→ **Short task A**:
Report every line in the entries below that contains the word "dark".

→ **Source text**:
Here’s a great quote: “To change that you will have to learn how to say ‘No’ to things. Saying ‘No’ will allow you to have more time to do things well. You can’t do everything to the best of your talent. But you can do a few things to your highest ability.”

Becoming a content machine

Luk Smeyers from The Visible Authority published an article on becoming a content machine in just one day per week. He takes a three-step approach to generating and promoting his content. They include:

  1. Identify your content inspiration sources. 
  2. Create a content hub that will centralize all your content efforts.
  3. Set up a system for promoting your content.

He also tells you four things you can start doing tomorrow – I love instructions that include things you can actually do. Those four things are:

  1. Gather insights about your audience. 
  2. Centralize your content.
  3. Collect and assess the data.
  4. Schedule and automate your content production and distribution.

Writing the best call to action

Ann Handley published an article on writing the best call to action. She gives an example from North Carolina’s Currituck County Economic Development home page. The CTA is different, personal, and effective.

Quote: “The most effective copywriting reflects who you are, not just what you sell.

If you want to learn more about calls to action, read my blog post, Begin at the end: The call to action.

How to tackle the big project

Kate McKean, publisher of the Agents & Books newsletter, wrote an article on how to tackle the big project. Here’s some of what she had to say:

  • Read it all the way through one more time. I really feel it necessary to have a good lay of the land before I start a big project, but admittedly this step takes a lot of time and you might not have that time. Still, a read-through will give you an idea of what the most pressing issues are (soggy middle? unconvincing ending? prologue you need to chop off?) so that you can prioritize. This is especially helpful if you haven’t read it through in a long while. If you did it recently, you might not need to do it again.
  • Don’t do the small stuff first. It might be tempting to do your Find > Replace Joe to Joey, but tbh, do that last. You’ll likely just be editing stuff that will be cut after you do the big stuff, so don’t spin your wheels. 
  • Do the big stuff first. Do the biggest thing first. I know that is daunting and you would rather ease into an edit, but you have to take all the furniture out of the room before you replace the floors. (That metaphor works, right? How many metaphors can we use today!!!!) If you know the ending isn’t working, go in and fix the ending, which may mean fixing the beginning. If you feel like the stakes aren’t high enough, go ratchet up those stakes! When you do the big thing first, the rest feels so easy you’ll glide right through it. Also, the big thing usually ripples throughout the whole manuscript, so there’s no point in going in and changing the tense on a section you may just have to cut anyway.

→ **Record excerpts**:

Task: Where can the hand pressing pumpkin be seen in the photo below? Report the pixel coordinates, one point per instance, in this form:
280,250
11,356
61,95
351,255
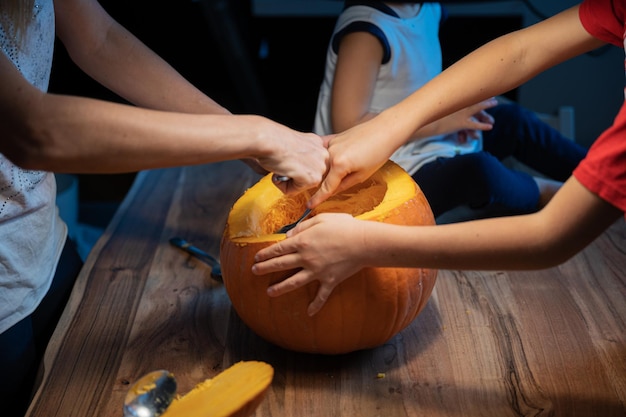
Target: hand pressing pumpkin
365,310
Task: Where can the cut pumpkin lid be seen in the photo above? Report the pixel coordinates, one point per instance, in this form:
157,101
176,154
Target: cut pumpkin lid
263,208
235,392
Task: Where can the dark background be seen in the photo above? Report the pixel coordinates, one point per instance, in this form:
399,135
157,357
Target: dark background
283,69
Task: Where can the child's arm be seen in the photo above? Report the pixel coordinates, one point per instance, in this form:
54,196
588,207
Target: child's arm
331,247
358,62
493,69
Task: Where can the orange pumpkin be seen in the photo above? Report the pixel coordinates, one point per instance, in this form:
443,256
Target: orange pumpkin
364,311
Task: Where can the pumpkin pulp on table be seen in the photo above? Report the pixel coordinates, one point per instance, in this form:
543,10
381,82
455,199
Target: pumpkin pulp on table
235,392
365,310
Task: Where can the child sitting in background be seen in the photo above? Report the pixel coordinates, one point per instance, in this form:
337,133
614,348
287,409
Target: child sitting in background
380,53
329,248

→ **Short task B**:
In the excerpt on content and editing, whose home page does Ann Handley's call-to-action example come from?

→ **Answer A**:
Task: Where can the dark background be seen in the photo above? Report the pixel coordinates, one point per instance, in this form:
Target: dark background

→ **Answer B**:
North Carolina's Currituck County Economic Development home page.